## Dataset excerpts
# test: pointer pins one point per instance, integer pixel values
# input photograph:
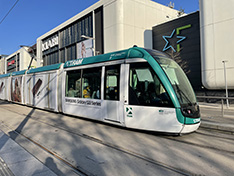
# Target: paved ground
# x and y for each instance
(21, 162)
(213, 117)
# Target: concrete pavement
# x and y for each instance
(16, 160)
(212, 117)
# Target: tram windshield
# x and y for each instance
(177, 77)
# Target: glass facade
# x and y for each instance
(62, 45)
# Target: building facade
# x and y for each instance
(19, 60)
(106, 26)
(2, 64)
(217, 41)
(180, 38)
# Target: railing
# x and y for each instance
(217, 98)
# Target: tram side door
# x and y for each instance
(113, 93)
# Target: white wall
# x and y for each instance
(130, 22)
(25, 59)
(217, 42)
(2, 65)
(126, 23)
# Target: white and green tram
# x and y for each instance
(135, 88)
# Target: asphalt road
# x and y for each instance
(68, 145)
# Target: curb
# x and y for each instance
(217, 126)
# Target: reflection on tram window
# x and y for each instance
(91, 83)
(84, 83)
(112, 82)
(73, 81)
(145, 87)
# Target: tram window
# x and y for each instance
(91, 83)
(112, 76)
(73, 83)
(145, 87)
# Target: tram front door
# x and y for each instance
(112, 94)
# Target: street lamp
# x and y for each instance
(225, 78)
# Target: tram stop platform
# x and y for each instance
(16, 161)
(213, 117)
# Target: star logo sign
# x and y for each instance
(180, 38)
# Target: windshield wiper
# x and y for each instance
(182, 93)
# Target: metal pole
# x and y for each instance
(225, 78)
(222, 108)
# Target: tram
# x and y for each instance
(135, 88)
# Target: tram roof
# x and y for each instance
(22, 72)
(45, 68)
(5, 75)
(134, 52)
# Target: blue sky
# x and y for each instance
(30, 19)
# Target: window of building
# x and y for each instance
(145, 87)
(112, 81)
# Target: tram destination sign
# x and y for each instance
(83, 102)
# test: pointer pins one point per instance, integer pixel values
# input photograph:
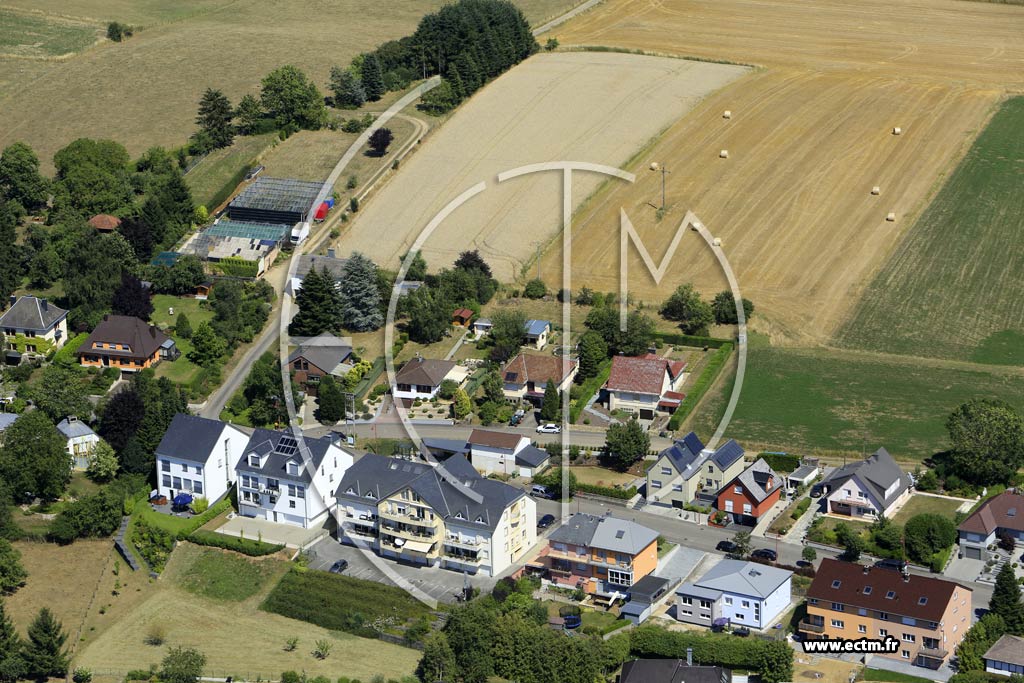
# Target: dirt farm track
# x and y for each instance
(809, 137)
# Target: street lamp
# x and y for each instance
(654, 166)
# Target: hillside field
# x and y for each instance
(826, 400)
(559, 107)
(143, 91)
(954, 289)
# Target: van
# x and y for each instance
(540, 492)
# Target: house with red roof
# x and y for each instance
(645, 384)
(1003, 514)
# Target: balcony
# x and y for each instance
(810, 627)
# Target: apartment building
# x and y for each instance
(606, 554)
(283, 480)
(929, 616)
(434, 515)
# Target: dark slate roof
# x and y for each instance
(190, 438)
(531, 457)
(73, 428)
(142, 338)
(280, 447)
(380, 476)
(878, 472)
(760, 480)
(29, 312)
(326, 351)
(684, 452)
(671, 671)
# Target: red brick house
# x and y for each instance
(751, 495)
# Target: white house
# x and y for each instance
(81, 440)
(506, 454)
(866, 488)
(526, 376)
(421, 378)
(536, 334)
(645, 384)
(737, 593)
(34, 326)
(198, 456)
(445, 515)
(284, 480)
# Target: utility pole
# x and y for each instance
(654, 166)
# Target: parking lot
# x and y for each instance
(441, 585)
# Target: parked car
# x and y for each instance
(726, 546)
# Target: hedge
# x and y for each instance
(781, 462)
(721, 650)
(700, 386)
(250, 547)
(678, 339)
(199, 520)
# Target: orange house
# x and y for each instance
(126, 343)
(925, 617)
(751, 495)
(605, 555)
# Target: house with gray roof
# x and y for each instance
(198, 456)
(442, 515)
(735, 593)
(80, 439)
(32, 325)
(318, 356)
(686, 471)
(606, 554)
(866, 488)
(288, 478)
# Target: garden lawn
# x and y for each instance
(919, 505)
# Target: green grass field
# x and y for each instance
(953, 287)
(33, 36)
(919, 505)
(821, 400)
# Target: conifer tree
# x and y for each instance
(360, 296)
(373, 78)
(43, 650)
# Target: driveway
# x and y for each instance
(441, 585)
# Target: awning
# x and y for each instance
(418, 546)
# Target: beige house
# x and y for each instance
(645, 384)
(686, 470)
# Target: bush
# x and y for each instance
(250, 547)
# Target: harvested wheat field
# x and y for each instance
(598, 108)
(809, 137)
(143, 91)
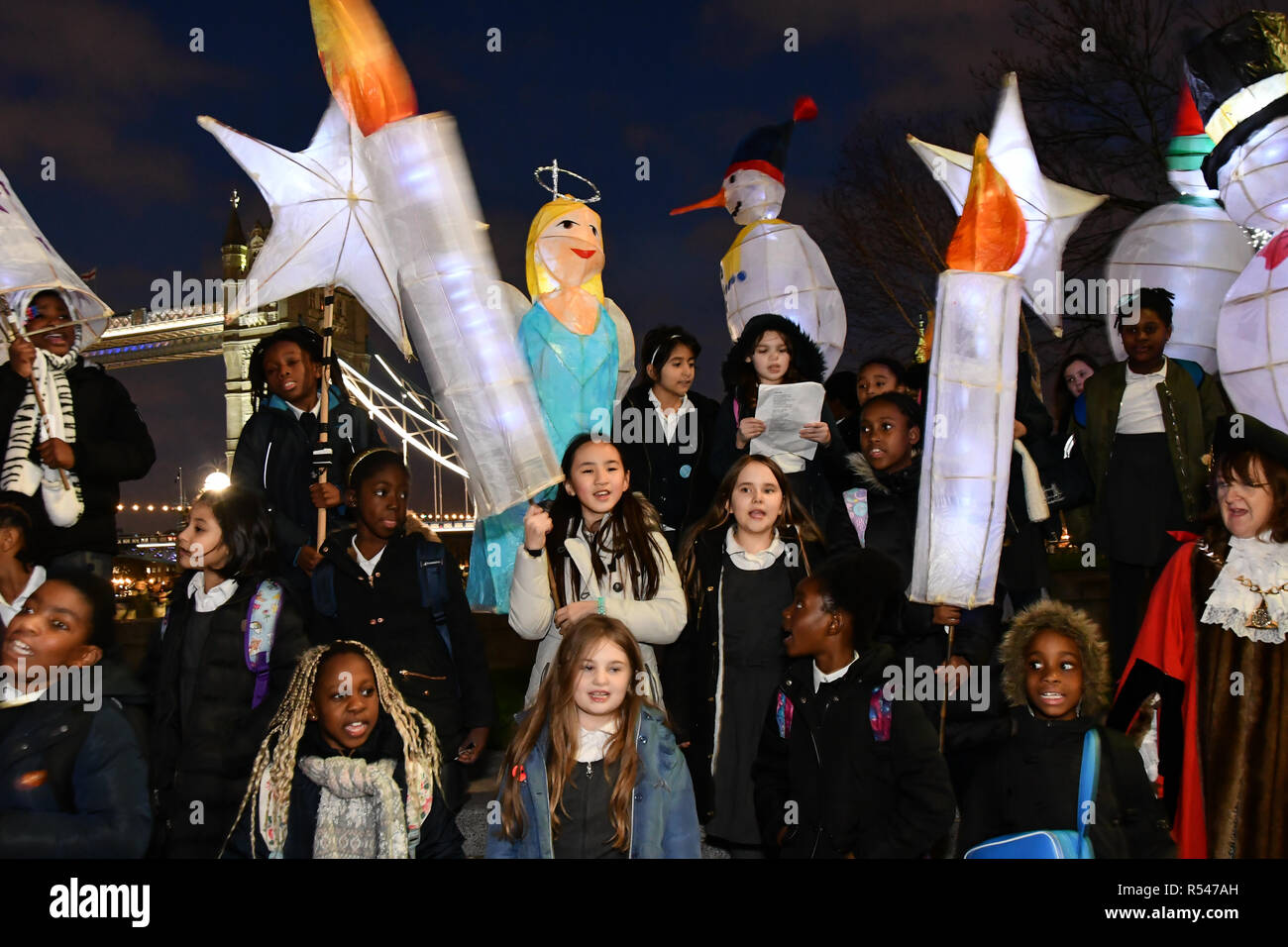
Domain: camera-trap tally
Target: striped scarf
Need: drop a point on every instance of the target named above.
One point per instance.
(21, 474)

## Your goal
Please reproduce the stretch of the material from the line containing "# Target: bush" through its end, both ends included and the requests kept, scaling every point coordinate in the answers by 0.45 and rounding each to a whole number, halves up. Leave the pictures out.

## Answer to this task
# Target: bush
# x and y for each instance
(113, 246)
# Target: harvested wheat field
# x and y for each instance
(269, 49)
(364, 62)
(64, 41)
Domain: camera-trap tally
Target: striped scarf
Need: drop a point on every instance of the target named above.
One point per instance.
(9, 213)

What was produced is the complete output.